Location identification entries
☆ ☆ ☆ ☆
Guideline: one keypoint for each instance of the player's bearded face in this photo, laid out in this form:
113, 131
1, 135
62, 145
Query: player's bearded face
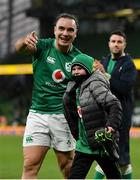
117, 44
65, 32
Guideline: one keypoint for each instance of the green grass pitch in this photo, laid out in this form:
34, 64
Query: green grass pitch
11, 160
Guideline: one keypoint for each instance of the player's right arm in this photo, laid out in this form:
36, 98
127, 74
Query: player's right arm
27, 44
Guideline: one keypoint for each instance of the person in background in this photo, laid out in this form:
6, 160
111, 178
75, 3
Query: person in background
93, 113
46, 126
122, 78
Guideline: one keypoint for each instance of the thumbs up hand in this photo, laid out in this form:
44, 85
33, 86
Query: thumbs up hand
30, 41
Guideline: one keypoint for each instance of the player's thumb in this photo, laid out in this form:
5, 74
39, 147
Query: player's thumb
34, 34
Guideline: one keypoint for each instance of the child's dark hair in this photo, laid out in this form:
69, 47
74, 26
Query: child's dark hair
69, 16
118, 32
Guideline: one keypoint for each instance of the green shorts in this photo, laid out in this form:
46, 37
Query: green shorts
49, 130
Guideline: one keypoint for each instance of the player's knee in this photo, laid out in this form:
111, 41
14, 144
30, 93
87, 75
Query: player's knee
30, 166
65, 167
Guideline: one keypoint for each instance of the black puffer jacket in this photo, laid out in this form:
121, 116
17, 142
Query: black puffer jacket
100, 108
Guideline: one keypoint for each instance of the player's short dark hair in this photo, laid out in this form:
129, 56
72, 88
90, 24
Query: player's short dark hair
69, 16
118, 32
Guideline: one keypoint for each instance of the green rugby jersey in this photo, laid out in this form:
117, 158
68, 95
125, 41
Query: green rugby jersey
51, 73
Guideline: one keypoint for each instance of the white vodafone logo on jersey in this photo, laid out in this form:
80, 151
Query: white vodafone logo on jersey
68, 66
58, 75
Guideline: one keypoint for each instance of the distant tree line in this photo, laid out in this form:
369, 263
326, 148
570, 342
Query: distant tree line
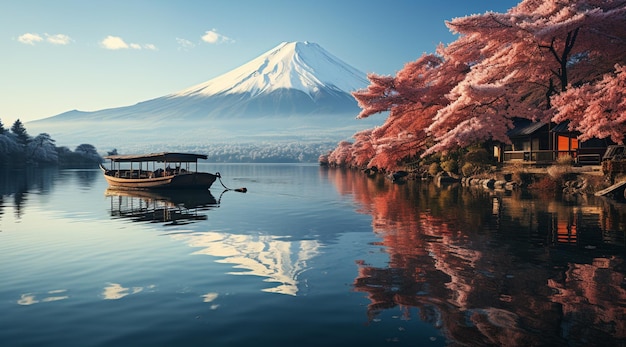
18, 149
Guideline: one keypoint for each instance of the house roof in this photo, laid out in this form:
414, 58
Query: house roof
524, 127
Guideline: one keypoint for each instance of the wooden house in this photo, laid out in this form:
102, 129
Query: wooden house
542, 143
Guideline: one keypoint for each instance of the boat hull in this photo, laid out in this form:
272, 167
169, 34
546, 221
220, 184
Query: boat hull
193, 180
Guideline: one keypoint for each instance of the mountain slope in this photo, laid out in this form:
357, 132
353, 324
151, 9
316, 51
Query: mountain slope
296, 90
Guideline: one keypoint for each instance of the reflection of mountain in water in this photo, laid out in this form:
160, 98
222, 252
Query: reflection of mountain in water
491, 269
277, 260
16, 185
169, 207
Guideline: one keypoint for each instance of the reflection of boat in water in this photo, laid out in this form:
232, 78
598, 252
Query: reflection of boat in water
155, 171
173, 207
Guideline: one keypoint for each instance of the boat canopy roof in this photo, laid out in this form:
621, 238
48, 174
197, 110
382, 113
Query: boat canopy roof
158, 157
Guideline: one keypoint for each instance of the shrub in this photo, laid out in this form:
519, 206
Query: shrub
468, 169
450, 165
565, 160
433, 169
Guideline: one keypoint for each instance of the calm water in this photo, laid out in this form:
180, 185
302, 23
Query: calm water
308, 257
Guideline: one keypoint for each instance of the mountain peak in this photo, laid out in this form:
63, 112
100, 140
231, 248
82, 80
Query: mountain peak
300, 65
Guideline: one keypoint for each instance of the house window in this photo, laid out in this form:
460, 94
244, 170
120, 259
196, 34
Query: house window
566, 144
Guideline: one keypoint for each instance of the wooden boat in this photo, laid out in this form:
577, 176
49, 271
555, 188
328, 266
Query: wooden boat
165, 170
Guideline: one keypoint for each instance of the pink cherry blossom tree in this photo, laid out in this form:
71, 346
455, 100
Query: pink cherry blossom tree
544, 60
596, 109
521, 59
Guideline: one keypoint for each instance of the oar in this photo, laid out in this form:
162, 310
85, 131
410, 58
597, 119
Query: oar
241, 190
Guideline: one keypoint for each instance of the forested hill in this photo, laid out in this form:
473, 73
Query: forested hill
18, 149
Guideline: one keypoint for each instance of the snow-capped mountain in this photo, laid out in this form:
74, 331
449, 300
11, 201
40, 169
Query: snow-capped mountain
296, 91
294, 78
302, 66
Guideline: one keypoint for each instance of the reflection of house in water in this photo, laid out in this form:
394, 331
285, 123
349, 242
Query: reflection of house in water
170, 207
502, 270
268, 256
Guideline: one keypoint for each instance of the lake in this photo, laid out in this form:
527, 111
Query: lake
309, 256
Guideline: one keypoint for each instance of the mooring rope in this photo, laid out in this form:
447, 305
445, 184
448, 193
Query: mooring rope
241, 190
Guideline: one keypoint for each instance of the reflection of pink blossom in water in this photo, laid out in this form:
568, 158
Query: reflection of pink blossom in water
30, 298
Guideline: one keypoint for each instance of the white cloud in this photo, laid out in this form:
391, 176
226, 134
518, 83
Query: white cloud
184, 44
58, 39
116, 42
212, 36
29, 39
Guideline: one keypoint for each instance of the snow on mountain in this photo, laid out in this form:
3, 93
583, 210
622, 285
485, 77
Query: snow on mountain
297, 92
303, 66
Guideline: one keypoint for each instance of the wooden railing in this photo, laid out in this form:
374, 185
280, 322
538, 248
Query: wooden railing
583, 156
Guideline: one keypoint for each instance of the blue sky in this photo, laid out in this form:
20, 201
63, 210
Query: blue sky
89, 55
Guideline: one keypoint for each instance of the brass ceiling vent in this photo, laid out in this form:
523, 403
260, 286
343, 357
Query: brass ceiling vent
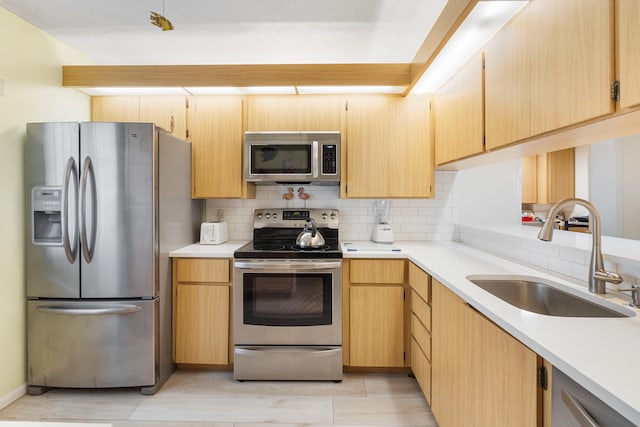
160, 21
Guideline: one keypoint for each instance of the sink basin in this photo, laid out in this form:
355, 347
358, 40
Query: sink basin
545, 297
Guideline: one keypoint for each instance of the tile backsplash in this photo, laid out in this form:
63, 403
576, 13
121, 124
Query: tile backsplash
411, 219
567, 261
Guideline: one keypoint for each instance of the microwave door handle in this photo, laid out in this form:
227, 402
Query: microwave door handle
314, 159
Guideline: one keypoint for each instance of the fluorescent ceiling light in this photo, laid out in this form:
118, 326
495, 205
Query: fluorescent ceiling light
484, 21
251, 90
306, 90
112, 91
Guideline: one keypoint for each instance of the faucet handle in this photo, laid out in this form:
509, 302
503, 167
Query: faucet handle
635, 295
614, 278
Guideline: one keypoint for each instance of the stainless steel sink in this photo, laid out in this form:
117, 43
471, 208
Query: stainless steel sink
☆ ☆ ☆ ☆
Stated problem ▸
Please reproduce the whole listing with "Guideline" switched to "Instruction" everywhere and everything else left unchanged, omitting the pictures.

Response to the exercise ▸
Instruction: one keypoint for each instance of the player's bearded face in this photo, laid out in this form:
113, 131
1, 135
62, 145
Query: player's bearded face
117, 44
65, 32
Instruction: one keypoint for each instance of the green grass pitch in this photo, laid out in this form:
34, 64
Query: green grass pitch
11, 160
Instruction: one keypoint for each instance of the player's right arm in this photo, laid out in this form:
36, 98
127, 74
Query: player's right arm
27, 44
Instruction: one keypoint for each instance of the person in background in this photo, laid out in this form:
6, 160
111, 178
75, 3
Query: person in background
93, 113
46, 126
122, 78
Instruction: one keypoint for each instance of the thumbs up hand in this photo, laid out in this form:
44, 85
33, 86
Query: thumbs up hand
30, 41
Instruction: one keypoint for each instance of the player's thumb in this photo, laid out in this form:
5, 74
39, 147
Query: player's thumb
34, 34
Instruction: one keypoint for each instance of the child's dark hair in this photo, laid out in this form:
69, 47
74, 26
Query: child's dark hair
69, 16
118, 32
Instruction: one keypoint for each instance of the green shorts in this photo, laid out in this form:
46, 37
Query: green shorts
49, 130
Instruction: one keypoint for each instance of the player's knee in this photo, laid out in this form:
111, 41
14, 144
30, 93
87, 75
Query: player's knee
30, 166
65, 167
Instruction: one keypoint for each instance of the black puffer jacket in this photo, laid out in this form:
121, 116
17, 142
Query: black puffer jacket
100, 108
Instruction: one keypoint for each instance of the player's short dark hair in this photo, laid out in this form:
129, 56
72, 88
90, 24
Query: player's short dark hair
69, 16
118, 32
Instruction: one keypoint for each instance of the green rugby jersey in this photo, laid out in this form:
117, 158
68, 95
125, 41
Query: green rugby jersey
51, 73
Instruction: one keypoint for each instance of the white vodafone logo on jersey in this photo, laid out in this form:
80, 151
Query: white vodafone logo on jersey
68, 66
58, 75
Instruction: one keypoint for each instance of the distant tree line in this photo, laid out in this form:
369, 263
326, 148
570, 342
Query: distant tree line
18, 149
Instruction: one keypoint for each instance of the house roof in this photo, laid out in this form:
414, 58
Query: house roof
524, 127
Instruction: one keypoint for each instance of the wooden house in this photo, laid out in this form:
102, 129
Query: wooden house
542, 143
Instruction: one keypoint for each instance of the boat hull in this photo, laid out in this form:
272, 167
169, 34
546, 221
220, 184
Query: boat hull
193, 180
Instruction: one keypoint for each instance of the mountain slope in this photo, laid out in this form:
357, 132
353, 324
151, 9
316, 51
Query: mountain slope
296, 90
Instruction: one keypoint for each instance of the reflection of mountain in water in this photo, laid out in this form:
160, 98
222, 252
Query: reflection of mountain in water
491, 269
277, 260
16, 185
169, 207
Instruction: one keypoint for each instance of the reflection of boat in water in this photo, laid out in this form:
232, 78
598, 252
Query: reflection of boat in water
155, 171
173, 207
Instruction: one keypoint for each instance of the boat canopy roof in this photo, laid out in this form:
621, 238
48, 174
197, 110
382, 113
Query: boat canopy roof
158, 157
Instruction: one keypoint for each instance of the shrub in this photo, laid out in this form:
519, 206
Query: shrub
468, 169
450, 165
565, 160
433, 169
Instruction: one keypoint for each instance of the calm water in this photo, laid out in this form:
180, 185
302, 23
Query: calm water
308, 257
Instruction: one keypoint for each instance of the mountain peak in this photo, laid out in this form:
63, 112
100, 140
231, 248
82, 80
Query: mountain peak
300, 65
Instruction: one keypoint for each instance of the house window in this photo, laid out in this form:
460, 94
244, 170
120, 259
196, 34
Query: house window
566, 144
Instruction: one keypoint for each instance of the wooden boat in this photo, laid out in this form:
577, 176
49, 271
555, 188
328, 266
Query: wooden boat
165, 170
Instruction: one keypoint for each instance of the pink cherry blossom tree in this photo, laid out in this form:
71, 346
455, 100
Query: pink cherry blossom tree
544, 60
596, 109
521, 59
Instruction: one keypoint for each instance of the oar in this photo, laid out in this form:
162, 310
85, 131
410, 58
597, 119
Query: oar
241, 190
Instruction: one keypoint for each instance of the forested hill in this photo, laid out in this form:
473, 73
Query: forested hill
18, 149
Instruction: one keypoint for each instance of the snow-capped mountain in this photo, laid out in this form:
74, 331
449, 300
11, 201
40, 169
Query: snow-capped mountain
296, 91
294, 78
302, 66
Instruction: one keypoint for each instance of the reflection of house in water in this photo, laid out in this form:
394, 331
285, 123
349, 242
Query: reflection of house in water
170, 207
502, 270
268, 256
Instruction: one keypoint for each instance of the lake in this photo, laid out in this form:
527, 111
Query: lake
309, 256
Instruction: one keypoint for each instance of the mooring rope in this photo, laid out in this form:
447, 305
445, 184
448, 193
Query: mooring rope
241, 190
Instruction: one keypoint for each instance of the reflection of pink blossom in water in this photo, laid out in this form:
568, 158
Query: reflection of pink blossom in water
30, 298
Instruction: one keypoint for each instance of the white cloud in this photo, laid out in this form:
391, 176
226, 134
518, 83
Query: white cloud
184, 44
58, 39
116, 42
212, 36
29, 39
Instruction: one keypoint for each instance of the snow on mountain in this photo, laid out in this form:
3, 93
583, 210
622, 285
485, 77
Query: snow on mountain
297, 92
303, 66
Instruction: one keypoint for each instance of the wooden railing in this photo, laid out in this form:
374, 185
280, 322
538, 248
Query: wooden railing
583, 156
Instruction: one keypoint for each instance of the blue sky in this photo, laid out in this form:
20, 201
63, 210
Query: blue sky
89, 55
Instruction: one keypoint for each instance of the brass ceiling vent in this photo, laid out in this form:
523, 403
260, 286
343, 357
Query: brass ceiling vent
160, 21
Instruction: one keypoint for each instance of the sink basin in this photo, laid out in this form:
355, 347
358, 40
Query: sink basin
545, 297
Instruction: one keypoint for each instance of the tile backsplash in this photo, laid out in this form:
63, 403
576, 13
121, 124
Query: tile backsplash
411, 219
567, 261
Instruction: one keypoint for each instance of the microwave door handle in this photo, laid out in this form:
227, 402
Query: microwave door handle
314, 159
Instruction: one keypoint for each instance of the fluorescent ceiling light in this photo, laid out in this form:
118, 326
495, 205
Query: fluorescent ceiling light
484, 21
251, 90
306, 90
112, 91
Instruction: one keypoint for each instance of the faucet handle in this photo, laid out in this form:
509, 302
503, 167
Query: faucet handle
635, 295
614, 278
Instruction: one keypoint for each instance of the stainless steel sink in this photo, laid out in this form:
117, 43
471, 208
Query: stainless steel sink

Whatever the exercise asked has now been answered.